Starting at the beginning of the material and going on through the line containing "(1218, 765)", write out every line again, moving each coordinate in the answers by -111. Leave the picture lines out.

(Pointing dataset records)
-*-

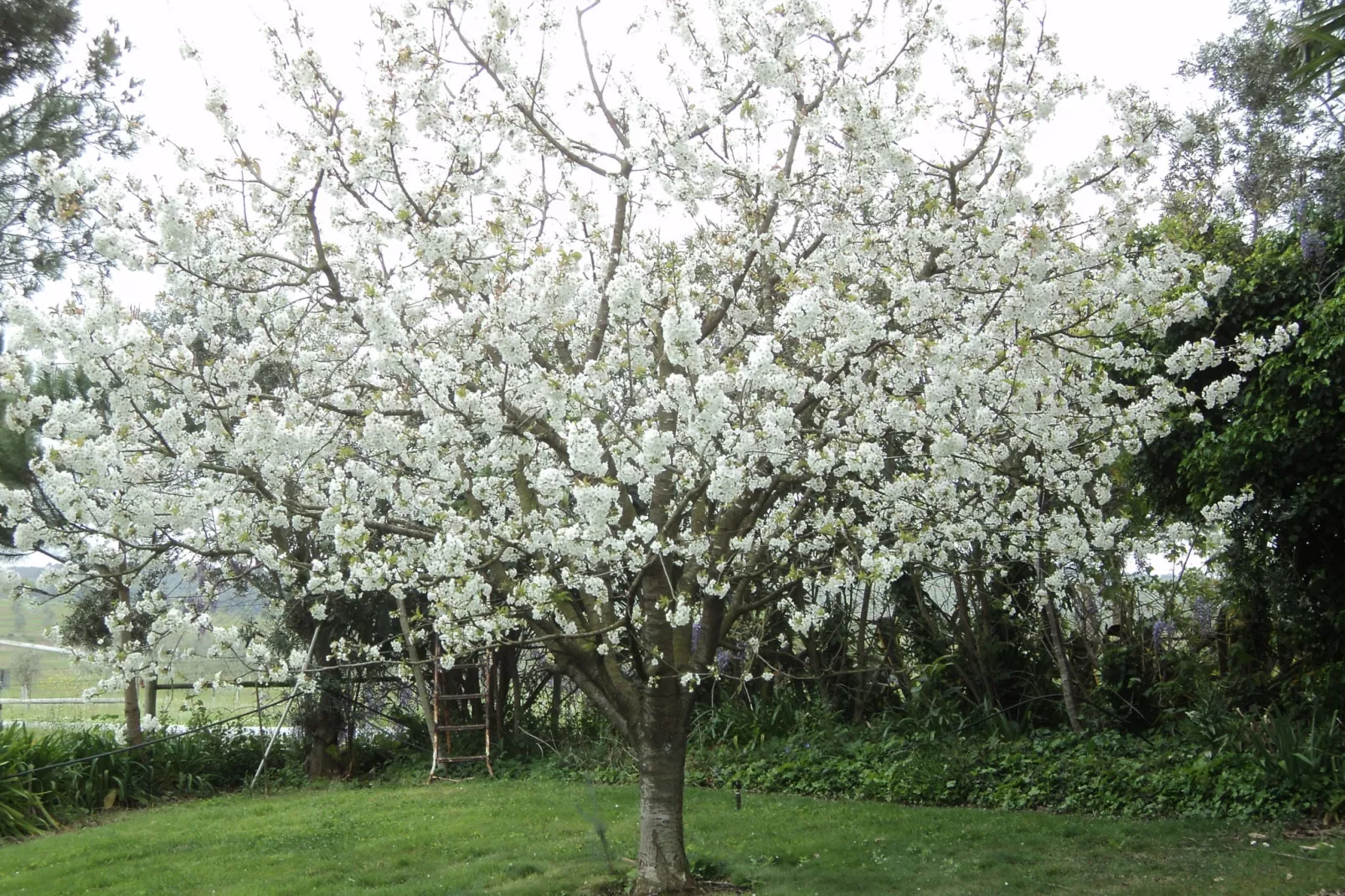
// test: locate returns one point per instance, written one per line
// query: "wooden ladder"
(452, 711)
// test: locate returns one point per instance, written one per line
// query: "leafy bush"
(1218, 765)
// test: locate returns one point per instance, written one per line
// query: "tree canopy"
(752, 324)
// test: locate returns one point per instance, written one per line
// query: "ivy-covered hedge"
(1105, 772)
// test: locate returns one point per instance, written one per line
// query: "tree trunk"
(861, 689)
(417, 673)
(1067, 678)
(556, 709)
(324, 735)
(661, 863)
(152, 698)
(131, 704)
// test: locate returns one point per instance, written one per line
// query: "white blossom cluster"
(619, 370)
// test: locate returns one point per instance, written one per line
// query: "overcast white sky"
(1138, 42)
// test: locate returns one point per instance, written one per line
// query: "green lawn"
(533, 837)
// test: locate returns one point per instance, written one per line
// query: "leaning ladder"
(451, 712)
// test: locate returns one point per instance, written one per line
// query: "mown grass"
(539, 837)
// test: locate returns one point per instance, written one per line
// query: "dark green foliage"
(1281, 441)
(1214, 765)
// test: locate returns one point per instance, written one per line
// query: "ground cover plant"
(537, 837)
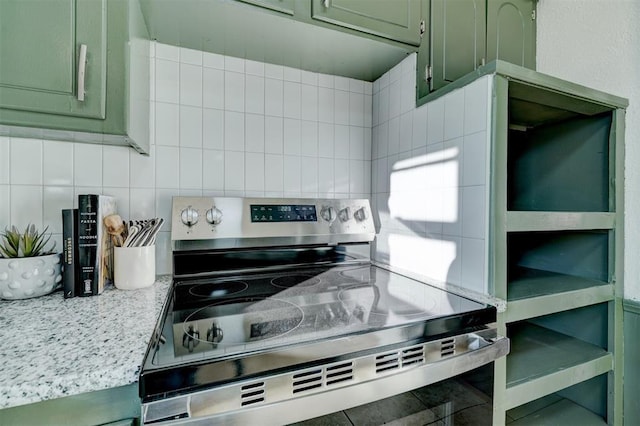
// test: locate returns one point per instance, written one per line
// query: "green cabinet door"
(511, 32)
(397, 20)
(40, 45)
(284, 6)
(457, 39)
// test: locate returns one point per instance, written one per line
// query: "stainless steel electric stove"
(276, 314)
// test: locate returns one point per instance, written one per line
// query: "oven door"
(340, 385)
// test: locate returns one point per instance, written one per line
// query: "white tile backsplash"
(87, 165)
(115, 167)
(5, 205)
(291, 136)
(220, 126)
(429, 178)
(58, 169)
(190, 168)
(291, 99)
(190, 127)
(167, 81)
(234, 171)
(26, 203)
(254, 94)
(212, 128)
(4, 160)
(213, 88)
(273, 97)
(190, 84)
(26, 161)
(167, 124)
(254, 133)
(233, 91)
(190, 56)
(233, 131)
(212, 60)
(254, 171)
(167, 167)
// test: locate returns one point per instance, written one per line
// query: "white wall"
(219, 126)
(430, 179)
(597, 43)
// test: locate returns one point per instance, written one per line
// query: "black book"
(69, 251)
(95, 250)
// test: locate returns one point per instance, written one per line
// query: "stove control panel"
(241, 222)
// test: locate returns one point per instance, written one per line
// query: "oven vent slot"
(447, 347)
(307, 380)
(252, 394)
(414, 355)
(328, 376)
(387, 362)
(339, 373)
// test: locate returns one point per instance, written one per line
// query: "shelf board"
(522, 221)
(543, 361)
(560, 411)
(534, 292)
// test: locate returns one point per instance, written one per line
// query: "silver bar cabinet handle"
(82, 61)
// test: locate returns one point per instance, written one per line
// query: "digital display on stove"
(283, 213)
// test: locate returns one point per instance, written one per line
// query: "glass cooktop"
(226, 316)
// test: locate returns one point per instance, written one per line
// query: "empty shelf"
(543, 361)
(521, 221)
(559, 412)
(533, 292)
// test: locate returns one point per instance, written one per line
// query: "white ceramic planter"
(26, 277)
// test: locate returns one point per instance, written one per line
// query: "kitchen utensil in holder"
(134, 267)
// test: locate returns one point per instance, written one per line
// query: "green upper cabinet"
(40, 44)
(511, 32)
(398, 20)
(466, 34)
(458, 29)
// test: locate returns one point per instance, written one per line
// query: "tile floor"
(453, 402)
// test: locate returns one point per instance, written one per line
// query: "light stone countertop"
(51, 347)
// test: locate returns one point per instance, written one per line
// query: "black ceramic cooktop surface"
(208, 321)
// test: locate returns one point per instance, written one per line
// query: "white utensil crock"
(134, 267)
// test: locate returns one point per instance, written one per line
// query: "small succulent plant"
(30, 243)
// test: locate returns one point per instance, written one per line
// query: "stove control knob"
(344, 214)
(214, 334)
(361, 214)
(189, 216)
(191, 338)
(214, 216)
(328, 214)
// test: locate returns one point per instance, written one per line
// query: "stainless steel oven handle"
(203, 407)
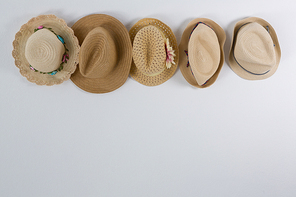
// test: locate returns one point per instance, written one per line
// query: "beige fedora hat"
(155, 52)
(255, 51)
(105, 55)
(45, 50)
(201, 52)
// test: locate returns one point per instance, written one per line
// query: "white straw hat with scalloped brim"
(46, 50)
(105, 56)
(255, 51)
(153, 43)
(201, 52)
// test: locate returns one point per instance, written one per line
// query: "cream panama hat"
(255, 51)
(46, 50)
(201, 52)
(155, 52)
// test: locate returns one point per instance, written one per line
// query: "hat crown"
(44, 51)
(254, 48)
(149, 51)
(98, 55)
(203, 53)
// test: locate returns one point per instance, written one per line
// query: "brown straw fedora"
(46, 50)
(105, 55)
(155, 52)
(255, 51)
(201, 52)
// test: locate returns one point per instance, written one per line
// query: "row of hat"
(98, 53)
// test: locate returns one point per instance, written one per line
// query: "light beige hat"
(105, 55)
(155, 52)
(46, 50)
(201, 52)
(255, 51)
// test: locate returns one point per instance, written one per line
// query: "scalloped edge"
(16, 52)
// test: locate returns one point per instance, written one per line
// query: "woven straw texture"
(203, 53)
(186, 71)
(116, 76)
(238, 69)
(44, 51)
(60, 27)
(149, 51)
(167, 73)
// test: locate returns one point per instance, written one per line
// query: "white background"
(236, 138)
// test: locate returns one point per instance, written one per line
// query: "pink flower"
(65, 57)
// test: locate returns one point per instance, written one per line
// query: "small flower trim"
(65, 56)
(170, 54)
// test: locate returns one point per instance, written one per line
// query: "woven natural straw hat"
(155, 52)
(255, 51)
(46, 50)
(201, 52)
(105, 56)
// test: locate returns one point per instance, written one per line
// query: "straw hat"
(255, 51)
(46, 50)
(105, 55)
(201, 52)
(155, 52)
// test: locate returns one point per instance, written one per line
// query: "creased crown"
(203, 53)
(98, 55)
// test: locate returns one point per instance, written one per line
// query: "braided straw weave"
(148, 67)
(60, 27)
(256, 47)
(106, 53)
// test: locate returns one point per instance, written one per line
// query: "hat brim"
(59, 26)
(186, 71)
(238, 69)
(120, 73)
(167, 73)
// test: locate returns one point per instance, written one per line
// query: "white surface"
(235, 138)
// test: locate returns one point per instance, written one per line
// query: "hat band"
(191, 68)
(65, 57)
(248, 70)
(267, 29)
(154, 74)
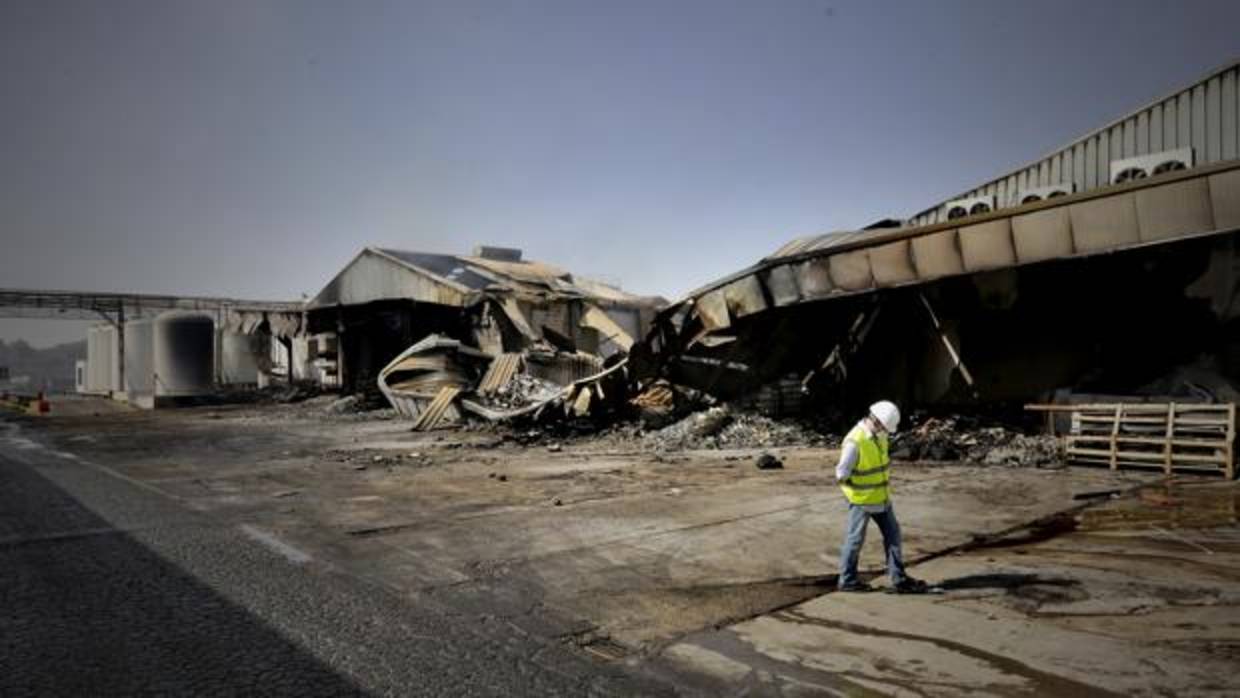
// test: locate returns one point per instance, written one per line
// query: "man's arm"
(848, 456)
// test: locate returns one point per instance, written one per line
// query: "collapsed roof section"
(1157, 211)
(385, 300)
(445, 279)
(1197, 124)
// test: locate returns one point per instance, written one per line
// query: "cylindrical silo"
(112, 340)
(184, 353)
(239, 356)
(140, 357)
(93, 361)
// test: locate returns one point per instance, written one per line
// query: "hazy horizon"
(251, 149)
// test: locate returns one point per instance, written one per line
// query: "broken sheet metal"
(606, 327)
(1176, 206)
(585, 397)
(434, 379)
(414, 378)
(437, 412)
(500, 373)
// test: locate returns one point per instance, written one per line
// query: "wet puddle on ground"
(1172, 505)
(1157, 508)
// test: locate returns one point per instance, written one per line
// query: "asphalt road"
(108, 588)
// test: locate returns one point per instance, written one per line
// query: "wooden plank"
(1151, 440)
(1114, 455)
(1171, 432)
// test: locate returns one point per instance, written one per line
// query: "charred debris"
(1124, 294)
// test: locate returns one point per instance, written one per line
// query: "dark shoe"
(910, 585)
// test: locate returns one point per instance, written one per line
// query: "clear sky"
(251, 148)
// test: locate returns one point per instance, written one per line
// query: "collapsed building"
(424, 321)
(1102, 267)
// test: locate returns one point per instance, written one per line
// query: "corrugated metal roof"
(822, 243)
(1203, 117)
(445, 265)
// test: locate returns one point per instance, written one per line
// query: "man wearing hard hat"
(863, 475)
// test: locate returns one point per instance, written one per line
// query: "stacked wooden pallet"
(1169, 437)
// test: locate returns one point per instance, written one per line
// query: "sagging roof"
(459, 280)
(1157, 210)
(1197, 124)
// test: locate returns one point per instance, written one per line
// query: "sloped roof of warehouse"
(1157, 210)
(448, 279)
(1203, 115)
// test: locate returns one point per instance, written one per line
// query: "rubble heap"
(956, 439)
(521, 391)
(724, 428)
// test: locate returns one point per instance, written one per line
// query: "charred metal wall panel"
(1204, 115)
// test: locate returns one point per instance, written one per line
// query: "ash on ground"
(724, 428)
(956, 439)
(522, 391)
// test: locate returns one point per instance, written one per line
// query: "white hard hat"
(887, 414)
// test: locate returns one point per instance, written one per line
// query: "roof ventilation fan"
(972, 206)
(1150, 165)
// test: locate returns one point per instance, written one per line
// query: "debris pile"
(521, 391)
(723, 428)
(954, 439)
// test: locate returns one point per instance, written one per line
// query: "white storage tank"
(139, 357)
(112, 339)
(91, 382)
(239, 357)
(184, 353)
(101, 357)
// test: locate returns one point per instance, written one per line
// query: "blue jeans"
(856, 537)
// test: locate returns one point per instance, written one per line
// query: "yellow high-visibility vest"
(867, 485)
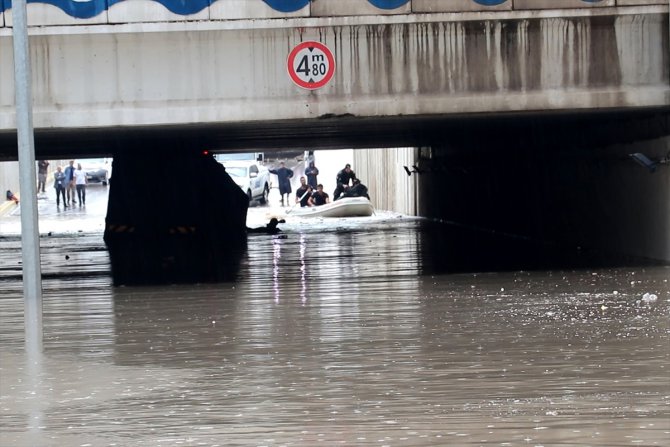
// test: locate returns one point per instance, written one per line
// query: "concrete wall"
(571, 196)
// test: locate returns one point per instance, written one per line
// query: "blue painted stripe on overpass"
(490, 2)
(90, 8)
(286, 5)
(388, 4)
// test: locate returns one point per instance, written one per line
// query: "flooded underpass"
(338, 332)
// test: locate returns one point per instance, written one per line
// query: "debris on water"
(649, 297)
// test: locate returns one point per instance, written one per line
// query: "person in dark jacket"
(344, 177)
(319, 197)
(303, 193)
(59, 185)
(311, 172)
(284, 176)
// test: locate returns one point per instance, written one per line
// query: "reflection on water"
(339, 334)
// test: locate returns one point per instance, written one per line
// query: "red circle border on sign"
(331, 65)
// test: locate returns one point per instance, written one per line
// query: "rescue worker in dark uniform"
(344, 177)
(319, 197)
(357, 190)
(303, 193)
(284, 175)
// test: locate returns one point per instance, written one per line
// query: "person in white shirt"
(80, 184)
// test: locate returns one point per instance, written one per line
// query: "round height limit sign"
(311, 65)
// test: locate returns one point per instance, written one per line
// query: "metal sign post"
(30, 247)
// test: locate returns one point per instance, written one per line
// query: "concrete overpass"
(489, 91)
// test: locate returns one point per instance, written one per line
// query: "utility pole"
(30, 247)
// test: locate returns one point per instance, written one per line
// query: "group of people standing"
(67, 181)
(311, 193)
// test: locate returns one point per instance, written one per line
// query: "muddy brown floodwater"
(338, 332)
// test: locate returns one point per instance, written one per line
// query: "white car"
(254, 179)
(98, 170)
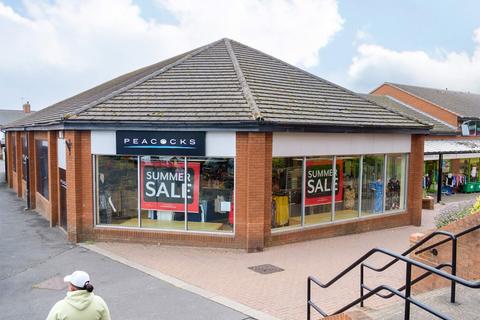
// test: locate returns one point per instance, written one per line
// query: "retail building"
(221, 146)
(452, 150)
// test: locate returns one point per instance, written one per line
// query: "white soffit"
(287, 144)
(452, 156)
(452, 146)
(103, 142)
(217, 144)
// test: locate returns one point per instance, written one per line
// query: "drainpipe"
(27, 165)
(439, 179)
(6, 159)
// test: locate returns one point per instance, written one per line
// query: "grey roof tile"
(464, 104)
(439, 127)
(224, 81)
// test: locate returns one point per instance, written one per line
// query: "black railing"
(408, 278)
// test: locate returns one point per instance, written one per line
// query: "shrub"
(456, 211)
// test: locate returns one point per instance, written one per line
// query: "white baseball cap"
(78, 278)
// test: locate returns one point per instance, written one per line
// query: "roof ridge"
(324, 80)
(397, 111)
(143, 79)
(421, 112)
(446, 90)
(256, 113)
(421, 98)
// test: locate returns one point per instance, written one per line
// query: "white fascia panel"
(103, 142)
(287, 144)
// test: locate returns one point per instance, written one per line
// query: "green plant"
(476, 206)
(454, 212)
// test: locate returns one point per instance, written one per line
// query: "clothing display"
(377, 188)
(393, 194)
(280, 210)
(349, 198)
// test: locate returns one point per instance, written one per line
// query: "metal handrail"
(408, 300)
(414, 281)
(458, 235)
(412, 248)
(450, 237)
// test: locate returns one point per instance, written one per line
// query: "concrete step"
(467, 307)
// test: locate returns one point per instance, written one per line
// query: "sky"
(53, 49)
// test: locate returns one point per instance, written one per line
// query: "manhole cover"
(265, 268)
(55, 283)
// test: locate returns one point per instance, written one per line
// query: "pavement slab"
(33, 257)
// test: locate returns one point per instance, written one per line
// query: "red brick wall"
(42, 204)
(468, 256)
(418, 103)
(53, 177)
(9, 156)
(18, 153)
(415, 173)
(31, 168)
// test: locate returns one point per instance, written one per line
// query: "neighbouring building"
(221, 146)
(452, 150)
(7, 116)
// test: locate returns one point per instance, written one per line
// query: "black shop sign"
(167, 143)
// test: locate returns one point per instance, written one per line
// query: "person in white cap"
(80, 302)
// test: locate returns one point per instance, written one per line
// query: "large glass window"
(215, 210)
(24, 157)
(373, 183)
(117, 194)
(395, 193)
(163, 192)
(286, 192)
(14, 152)
(349, 173)
(318, 189)
(170, 193)
(42, 167)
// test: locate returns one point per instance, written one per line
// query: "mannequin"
(473, 174)
(105, 201)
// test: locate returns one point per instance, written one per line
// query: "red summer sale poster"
(162, 186)
(318, 182)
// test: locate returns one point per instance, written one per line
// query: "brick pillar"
(415, 173)
(18, 153)
(79, 184)
(9, 156)
(253, 195)
(53, 177)
(31, 168)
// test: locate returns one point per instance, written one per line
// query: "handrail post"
(361, 284)
(308, 297)
(408, 287)
(454, 269)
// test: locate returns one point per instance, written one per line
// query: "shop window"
(215, 209)
(349, 173)
(205, 191)
(286, 192)
(117, 194)
(373, 184)
(24, 157)
(395, 192)
(14, 152)
(162, 192)
(318, 189)
(41, 152)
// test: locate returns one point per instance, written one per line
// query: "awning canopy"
(451, 146)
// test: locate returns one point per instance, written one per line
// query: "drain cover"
(55, 283)
(265, 268)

-*-

#### ANSWER BELOW
// test: locate returns one point per instance, written one per line
// query: "wooden ladder"
(341, 600)
// test: locate returns one point per instance, written one per line
// query: "leafy bush"
(1107, 654)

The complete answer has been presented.